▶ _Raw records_

◇ ◇ ◇ ◇ ◇

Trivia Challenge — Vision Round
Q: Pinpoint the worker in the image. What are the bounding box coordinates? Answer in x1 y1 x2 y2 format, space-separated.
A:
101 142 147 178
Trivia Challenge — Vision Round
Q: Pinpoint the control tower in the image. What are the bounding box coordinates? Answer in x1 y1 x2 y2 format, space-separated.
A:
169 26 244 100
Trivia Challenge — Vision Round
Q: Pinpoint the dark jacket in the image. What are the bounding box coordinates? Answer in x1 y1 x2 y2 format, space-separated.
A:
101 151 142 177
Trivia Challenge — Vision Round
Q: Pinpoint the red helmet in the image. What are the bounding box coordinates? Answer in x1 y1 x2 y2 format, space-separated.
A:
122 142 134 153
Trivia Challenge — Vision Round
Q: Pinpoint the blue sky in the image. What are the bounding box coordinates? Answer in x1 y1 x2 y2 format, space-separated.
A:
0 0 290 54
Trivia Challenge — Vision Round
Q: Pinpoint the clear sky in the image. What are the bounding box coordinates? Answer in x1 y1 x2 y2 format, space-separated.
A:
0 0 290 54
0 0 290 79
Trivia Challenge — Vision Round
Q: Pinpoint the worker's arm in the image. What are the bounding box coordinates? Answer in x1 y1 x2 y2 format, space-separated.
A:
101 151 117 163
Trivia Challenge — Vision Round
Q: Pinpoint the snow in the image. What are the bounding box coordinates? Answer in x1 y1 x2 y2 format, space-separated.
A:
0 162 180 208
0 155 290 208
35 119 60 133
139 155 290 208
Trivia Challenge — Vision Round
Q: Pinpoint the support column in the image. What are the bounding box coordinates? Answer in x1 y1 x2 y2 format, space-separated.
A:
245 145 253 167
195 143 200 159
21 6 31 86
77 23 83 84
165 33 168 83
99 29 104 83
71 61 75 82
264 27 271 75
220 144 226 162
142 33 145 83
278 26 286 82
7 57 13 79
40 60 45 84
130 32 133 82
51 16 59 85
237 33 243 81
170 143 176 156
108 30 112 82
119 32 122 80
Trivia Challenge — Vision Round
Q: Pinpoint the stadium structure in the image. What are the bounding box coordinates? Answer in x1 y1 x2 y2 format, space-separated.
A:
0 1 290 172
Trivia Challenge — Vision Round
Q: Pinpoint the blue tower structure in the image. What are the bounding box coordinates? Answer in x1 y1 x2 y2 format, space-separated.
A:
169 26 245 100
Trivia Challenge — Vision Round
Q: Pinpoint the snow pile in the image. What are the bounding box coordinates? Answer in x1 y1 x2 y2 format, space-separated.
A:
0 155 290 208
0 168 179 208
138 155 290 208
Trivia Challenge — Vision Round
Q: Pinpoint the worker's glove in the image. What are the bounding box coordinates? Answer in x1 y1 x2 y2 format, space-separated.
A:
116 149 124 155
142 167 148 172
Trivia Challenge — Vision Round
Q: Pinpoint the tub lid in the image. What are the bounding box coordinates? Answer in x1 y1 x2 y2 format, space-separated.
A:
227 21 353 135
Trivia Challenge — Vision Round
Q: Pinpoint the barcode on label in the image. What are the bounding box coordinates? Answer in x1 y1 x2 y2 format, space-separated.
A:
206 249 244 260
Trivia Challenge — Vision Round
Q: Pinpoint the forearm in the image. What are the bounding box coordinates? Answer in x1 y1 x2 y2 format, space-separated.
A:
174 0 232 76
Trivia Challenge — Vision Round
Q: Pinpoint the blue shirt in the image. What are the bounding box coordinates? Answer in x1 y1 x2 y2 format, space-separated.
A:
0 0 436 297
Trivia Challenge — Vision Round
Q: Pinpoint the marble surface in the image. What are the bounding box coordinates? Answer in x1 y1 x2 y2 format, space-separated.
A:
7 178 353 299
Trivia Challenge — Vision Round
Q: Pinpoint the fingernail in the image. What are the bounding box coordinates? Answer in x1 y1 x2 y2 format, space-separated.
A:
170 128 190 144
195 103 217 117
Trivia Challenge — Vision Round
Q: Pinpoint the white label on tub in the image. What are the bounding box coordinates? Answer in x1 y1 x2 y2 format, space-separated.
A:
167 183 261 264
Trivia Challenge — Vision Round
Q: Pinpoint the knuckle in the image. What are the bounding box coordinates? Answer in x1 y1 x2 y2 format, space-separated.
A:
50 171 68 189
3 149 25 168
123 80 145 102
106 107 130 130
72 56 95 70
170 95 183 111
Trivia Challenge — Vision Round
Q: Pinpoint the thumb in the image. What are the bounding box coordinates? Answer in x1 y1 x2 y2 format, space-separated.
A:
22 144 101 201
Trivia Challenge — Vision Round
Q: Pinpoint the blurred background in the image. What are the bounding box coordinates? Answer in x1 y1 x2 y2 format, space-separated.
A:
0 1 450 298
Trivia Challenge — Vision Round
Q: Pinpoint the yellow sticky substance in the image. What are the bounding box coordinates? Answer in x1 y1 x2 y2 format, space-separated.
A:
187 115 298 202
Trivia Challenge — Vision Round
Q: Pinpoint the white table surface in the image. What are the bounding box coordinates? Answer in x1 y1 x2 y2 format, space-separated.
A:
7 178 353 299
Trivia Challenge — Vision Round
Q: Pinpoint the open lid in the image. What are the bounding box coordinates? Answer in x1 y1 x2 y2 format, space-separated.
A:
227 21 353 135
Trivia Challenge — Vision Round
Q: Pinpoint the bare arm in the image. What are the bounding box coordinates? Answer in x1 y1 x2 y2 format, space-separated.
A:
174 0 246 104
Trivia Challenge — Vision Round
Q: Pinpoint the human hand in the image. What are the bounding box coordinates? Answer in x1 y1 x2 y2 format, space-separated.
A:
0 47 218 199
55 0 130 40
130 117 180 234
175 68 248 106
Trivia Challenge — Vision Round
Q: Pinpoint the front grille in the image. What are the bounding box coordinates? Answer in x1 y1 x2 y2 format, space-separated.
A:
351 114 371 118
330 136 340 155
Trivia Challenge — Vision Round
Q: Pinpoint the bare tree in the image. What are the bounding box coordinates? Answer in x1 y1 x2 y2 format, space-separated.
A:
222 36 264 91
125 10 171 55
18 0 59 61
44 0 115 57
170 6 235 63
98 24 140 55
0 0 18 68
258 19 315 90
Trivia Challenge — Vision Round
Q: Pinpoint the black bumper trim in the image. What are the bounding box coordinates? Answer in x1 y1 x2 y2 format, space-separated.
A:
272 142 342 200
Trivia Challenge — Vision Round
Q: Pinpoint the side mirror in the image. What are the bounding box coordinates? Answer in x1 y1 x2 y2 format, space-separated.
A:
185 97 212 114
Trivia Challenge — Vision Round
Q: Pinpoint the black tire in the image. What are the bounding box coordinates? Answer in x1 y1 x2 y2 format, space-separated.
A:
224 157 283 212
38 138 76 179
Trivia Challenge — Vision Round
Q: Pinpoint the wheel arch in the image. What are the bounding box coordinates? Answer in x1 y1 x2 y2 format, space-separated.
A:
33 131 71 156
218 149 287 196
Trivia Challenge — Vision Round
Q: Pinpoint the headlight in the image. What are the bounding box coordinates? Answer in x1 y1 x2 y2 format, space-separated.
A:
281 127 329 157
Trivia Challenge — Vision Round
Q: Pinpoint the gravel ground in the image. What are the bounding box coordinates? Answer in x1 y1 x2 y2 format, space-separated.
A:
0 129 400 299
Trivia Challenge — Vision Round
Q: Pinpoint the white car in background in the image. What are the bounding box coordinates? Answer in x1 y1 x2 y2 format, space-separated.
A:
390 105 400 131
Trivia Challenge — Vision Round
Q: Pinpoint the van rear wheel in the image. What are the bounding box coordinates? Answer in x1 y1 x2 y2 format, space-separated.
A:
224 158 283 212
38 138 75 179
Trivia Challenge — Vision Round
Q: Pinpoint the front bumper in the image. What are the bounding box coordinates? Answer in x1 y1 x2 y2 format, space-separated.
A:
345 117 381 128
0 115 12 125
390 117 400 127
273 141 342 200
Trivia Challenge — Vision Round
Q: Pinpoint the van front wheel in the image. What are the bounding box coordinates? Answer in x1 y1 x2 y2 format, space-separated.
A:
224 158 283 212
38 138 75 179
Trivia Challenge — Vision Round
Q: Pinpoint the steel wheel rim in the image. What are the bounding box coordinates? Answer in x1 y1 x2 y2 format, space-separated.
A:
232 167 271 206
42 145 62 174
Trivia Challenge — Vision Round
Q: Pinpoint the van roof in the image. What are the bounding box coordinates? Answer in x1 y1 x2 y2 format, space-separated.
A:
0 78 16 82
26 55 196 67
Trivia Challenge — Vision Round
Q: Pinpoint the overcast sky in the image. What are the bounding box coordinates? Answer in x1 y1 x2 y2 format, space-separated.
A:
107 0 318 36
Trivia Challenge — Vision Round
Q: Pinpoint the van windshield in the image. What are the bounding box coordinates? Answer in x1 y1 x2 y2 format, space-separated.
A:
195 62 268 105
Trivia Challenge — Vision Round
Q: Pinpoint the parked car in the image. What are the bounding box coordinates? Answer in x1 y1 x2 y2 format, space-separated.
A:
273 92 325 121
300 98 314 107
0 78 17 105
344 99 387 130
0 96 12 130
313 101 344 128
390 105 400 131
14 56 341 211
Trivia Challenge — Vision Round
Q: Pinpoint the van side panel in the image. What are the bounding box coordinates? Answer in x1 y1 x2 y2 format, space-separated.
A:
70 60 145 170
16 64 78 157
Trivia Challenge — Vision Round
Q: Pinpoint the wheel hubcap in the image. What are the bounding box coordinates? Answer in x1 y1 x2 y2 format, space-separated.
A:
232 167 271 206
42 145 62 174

◇ ◇ ◇ ◇ ◇

▶ _Prompt_
Quote the records word for word, everything from the first line down to the line containing "101 151 117 163", with both of those lines included.

▶ _Task response_
Trivia Challenge — Vision Round
Q: Pinpoint the worker in the image. What are the bounding box coordinates? Answer in x1 y1 x2 y2 format, space-separated.
A:
101 142 147 178
Trivia Challenge — Vision Round
Q: Pinpoint the control tower in the image. What are the bounding box coordinates? Answer in x1 y1 x2 y2 format, space-separated.
A:
169 26 244 100
Trivia Challenge — Vision Round
Q: Pinpoint the dark jacket in the image. What are the bounding box coordinates? Answer in x1 y1 x2 y2 format, space-separated.
A:
101 151 142 177
Trivia Challenge — Vision Round
Q: Pinpoint the red helmet in the image. What are the bounding box coordinates? Answer in x1 y1 x2 y2 format, space-separated.
A:
122 142 134 153
Trivia Challenge — Vision Round
Q: Pinpoint the blue sky in the image. What are the bounding box coordinates? Answer in x1 y1 x2 y2 format, space-separated.
A:
0 0 290 54
Trivia Challenge — Vision Round
Q: Pinpoint the clear sky in the image. What are the bounding box coordinates? Answer in x1 y1 x2 y2 format, space-separated.
A:
0 0 290 54
0 0 290 79
Trivia Challenge — Vision Round
Q: Pinpoint the worker's arm in the image. What are the bounding box coordinates? Answer in x1 y1 x2 y2 format, space-separated.
A:
101 151 117 163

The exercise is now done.